Assignment A →
In the passage on Bannon and Trump, how many separate times did Bannon bring up the murder of Christians living in majority-Muslim countries over dinner?
Assignment B →
Repeat word for word the part of the passage on Bannon and Trump that opens with the words containing "Among those interested" and closes with "in the U.S.".
Assignment C →
Proceed with the passage on Bannon and Trump, writing on from its final sentence.
==== Reading passage
Among those interested — and then fixated on — the storyline was Donald J. Trump, still nine months away from declaring his candidacy. "A single Ebola carrier infects 2 others at a minimum," reads one of his many contemporary tweets on the topic. "STOP THE FLIGHTS! NO VISAS FROM EBOLA STRICKEN COUNTRIES!" President Obama refused to take that advice, and only four cases ever appeared in the U.S.
Bannon's management of Trump's priority list is now a matter of formally vested authority. And it appears to be giving him the chance not just to cash in on Trump campaign's promises but push his own pet causes as well. Over the course of our dinner he took three separate occasions to bring up the murder — at one point he referred to it as a "genocide" — of Christians living in majority-Muslim countries. The Week One executive order on immigration and refugees fulfilled a pledge that Trump had made on the campaign trail long before Bannon got involved — but it also included a directive widely interpreted as creating special refugee status for Middle Eastern Christians.
========
==== Entries shown
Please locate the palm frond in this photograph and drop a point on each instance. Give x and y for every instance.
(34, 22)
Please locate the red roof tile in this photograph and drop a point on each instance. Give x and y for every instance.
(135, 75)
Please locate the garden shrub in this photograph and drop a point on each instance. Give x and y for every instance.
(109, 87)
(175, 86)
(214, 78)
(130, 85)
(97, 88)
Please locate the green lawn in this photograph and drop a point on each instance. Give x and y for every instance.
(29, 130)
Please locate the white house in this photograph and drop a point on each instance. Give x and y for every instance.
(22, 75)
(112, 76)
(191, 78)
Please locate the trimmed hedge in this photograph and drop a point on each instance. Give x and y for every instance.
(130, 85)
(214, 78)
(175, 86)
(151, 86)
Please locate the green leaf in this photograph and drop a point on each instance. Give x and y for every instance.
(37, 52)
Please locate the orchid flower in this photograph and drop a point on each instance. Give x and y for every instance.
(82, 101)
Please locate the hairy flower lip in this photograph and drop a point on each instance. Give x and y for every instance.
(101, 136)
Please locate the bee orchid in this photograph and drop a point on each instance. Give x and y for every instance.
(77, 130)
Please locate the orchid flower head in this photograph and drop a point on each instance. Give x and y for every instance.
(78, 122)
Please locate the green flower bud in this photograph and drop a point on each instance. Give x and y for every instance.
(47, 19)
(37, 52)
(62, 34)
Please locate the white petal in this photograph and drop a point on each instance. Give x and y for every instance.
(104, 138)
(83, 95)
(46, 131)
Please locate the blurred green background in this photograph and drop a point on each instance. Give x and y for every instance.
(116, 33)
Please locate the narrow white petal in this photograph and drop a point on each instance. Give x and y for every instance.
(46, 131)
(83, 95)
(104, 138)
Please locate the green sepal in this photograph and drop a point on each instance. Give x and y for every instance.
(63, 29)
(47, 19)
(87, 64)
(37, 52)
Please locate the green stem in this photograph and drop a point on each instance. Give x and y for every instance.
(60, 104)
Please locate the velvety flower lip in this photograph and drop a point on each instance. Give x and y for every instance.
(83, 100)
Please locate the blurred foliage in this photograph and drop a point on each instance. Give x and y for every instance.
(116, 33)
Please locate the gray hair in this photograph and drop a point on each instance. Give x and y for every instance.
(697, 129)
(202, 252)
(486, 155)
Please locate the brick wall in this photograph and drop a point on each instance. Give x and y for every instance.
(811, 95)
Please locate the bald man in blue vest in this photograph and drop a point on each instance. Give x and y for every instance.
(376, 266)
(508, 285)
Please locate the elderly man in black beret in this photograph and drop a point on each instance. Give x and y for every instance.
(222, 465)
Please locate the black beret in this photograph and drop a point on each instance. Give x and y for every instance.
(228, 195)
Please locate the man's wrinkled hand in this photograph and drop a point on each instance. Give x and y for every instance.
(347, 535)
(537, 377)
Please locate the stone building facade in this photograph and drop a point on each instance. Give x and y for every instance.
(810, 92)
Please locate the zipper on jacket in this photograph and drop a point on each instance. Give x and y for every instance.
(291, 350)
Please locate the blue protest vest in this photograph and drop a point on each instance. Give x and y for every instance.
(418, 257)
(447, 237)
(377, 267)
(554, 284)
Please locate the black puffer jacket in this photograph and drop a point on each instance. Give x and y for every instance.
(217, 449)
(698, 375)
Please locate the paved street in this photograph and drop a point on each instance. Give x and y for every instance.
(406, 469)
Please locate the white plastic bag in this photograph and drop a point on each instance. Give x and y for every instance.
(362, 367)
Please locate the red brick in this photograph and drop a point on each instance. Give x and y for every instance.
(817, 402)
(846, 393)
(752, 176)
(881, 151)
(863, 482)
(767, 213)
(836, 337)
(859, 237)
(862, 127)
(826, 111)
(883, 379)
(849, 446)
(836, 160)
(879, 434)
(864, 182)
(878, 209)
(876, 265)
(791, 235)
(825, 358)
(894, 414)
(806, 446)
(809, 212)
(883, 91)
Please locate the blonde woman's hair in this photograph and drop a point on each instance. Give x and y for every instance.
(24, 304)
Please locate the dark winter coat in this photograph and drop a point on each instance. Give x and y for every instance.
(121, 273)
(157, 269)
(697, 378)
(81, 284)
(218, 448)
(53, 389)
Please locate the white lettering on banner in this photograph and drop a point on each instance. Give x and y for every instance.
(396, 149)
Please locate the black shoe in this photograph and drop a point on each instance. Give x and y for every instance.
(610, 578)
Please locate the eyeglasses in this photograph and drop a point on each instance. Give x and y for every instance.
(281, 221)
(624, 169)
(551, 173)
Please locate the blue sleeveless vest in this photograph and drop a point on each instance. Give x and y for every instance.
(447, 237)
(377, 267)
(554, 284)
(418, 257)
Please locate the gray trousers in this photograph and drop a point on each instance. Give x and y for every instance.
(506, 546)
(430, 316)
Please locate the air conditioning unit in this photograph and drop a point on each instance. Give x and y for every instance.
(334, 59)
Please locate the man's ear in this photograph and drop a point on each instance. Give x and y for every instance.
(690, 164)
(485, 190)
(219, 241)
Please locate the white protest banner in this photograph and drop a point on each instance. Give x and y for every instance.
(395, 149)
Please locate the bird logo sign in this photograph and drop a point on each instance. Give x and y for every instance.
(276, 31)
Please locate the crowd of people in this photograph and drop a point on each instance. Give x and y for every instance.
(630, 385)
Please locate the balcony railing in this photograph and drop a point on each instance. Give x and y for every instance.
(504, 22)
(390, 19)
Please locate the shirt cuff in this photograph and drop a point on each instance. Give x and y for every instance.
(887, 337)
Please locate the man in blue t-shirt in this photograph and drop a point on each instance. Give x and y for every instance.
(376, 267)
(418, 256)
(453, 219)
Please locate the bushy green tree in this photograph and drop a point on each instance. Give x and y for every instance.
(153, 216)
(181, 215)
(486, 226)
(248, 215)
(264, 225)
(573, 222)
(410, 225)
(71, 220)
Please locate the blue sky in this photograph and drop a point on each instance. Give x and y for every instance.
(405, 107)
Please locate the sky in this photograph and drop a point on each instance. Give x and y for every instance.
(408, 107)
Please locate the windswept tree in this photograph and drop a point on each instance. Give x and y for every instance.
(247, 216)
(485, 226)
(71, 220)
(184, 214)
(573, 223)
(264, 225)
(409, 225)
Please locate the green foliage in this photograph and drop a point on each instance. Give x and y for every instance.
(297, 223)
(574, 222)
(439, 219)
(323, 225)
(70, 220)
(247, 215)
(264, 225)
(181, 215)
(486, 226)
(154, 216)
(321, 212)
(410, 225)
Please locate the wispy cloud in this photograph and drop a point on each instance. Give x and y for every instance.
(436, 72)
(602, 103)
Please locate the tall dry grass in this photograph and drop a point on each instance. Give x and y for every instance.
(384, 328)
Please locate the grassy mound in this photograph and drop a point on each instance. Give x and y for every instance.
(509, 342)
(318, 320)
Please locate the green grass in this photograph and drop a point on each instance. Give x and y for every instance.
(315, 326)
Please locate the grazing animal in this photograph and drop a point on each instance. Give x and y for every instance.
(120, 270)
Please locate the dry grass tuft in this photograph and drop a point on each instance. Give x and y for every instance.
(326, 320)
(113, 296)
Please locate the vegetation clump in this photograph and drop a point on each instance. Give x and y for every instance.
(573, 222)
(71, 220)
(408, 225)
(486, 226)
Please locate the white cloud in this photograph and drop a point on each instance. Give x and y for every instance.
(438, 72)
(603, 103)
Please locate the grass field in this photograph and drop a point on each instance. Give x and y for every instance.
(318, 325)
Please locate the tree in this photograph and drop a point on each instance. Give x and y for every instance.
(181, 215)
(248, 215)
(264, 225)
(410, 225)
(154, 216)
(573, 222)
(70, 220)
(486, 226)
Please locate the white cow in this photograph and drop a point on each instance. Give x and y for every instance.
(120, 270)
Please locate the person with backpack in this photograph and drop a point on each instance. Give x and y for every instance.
========
Expected answer A →
Three separate times.

Expected answer B →
Among those interested — and then fixated on — the storyline was Donald J. Trump, still nine months away from declaring his candidacy. "A single Ebola carrier infects 2 others at a minimum," reads one of his many contemporary tweets on the topic. "STOP THE FLIGHTS! NO VISAS FROM EBOLA STRICKEN COUNTRIES!" President Obama refused to take that advice, and only four cases ever appeared in the U.S.

Expected answer C →
The waiter eventually took away Bannon's soup, and he ordered a double espresso. He told me that before his business partner and co-conspirator Andrew Breitbart died, Breitbart had vowed to move the news site beyond right-wing populist anger, and into action. "'There's going to come a day, with this apparatus, when we're going to turn around and play offense," he quoted his friend as saying. "And that's what Breitbart Texas is. That's the immigration story. That's the Ebola story. That's the Christian genocide in the Middle East. That's UKIP in England."
"The world is in a meltdown right now," he continued. "I mean, the world is on fire. And all of a sudden it's going to dawn on people, this is not a problem for guys in the Middle East: This is a problem for you in Kansas City."
I met Bannon only once more, when I returned to Washington a few days later to interview some of his staff members. He answered the door to the Embassy in cargo shorts and waved me in, nattering on about some great new hires he'd lined up. Eventually a subordinate came to fetch me, and that was the last I saw of him.
During the brief time I spent with him, I never detected personal animus or malice. He was friendly and good-natured. It was clear that a sense of grievance — and awakening — had driven him to an edge zone where he sometimes, maybe often, mistook fantasy for fact. Nevertheless I took it to be genuine. Listening to my recording of our interview now, I'm struck by how much I hear myself laughing and nodding along with his points. That he wanted to gut the establishment seemed more mischievous than actually sinister. Clearly I didn't understand what he was trying to tell me.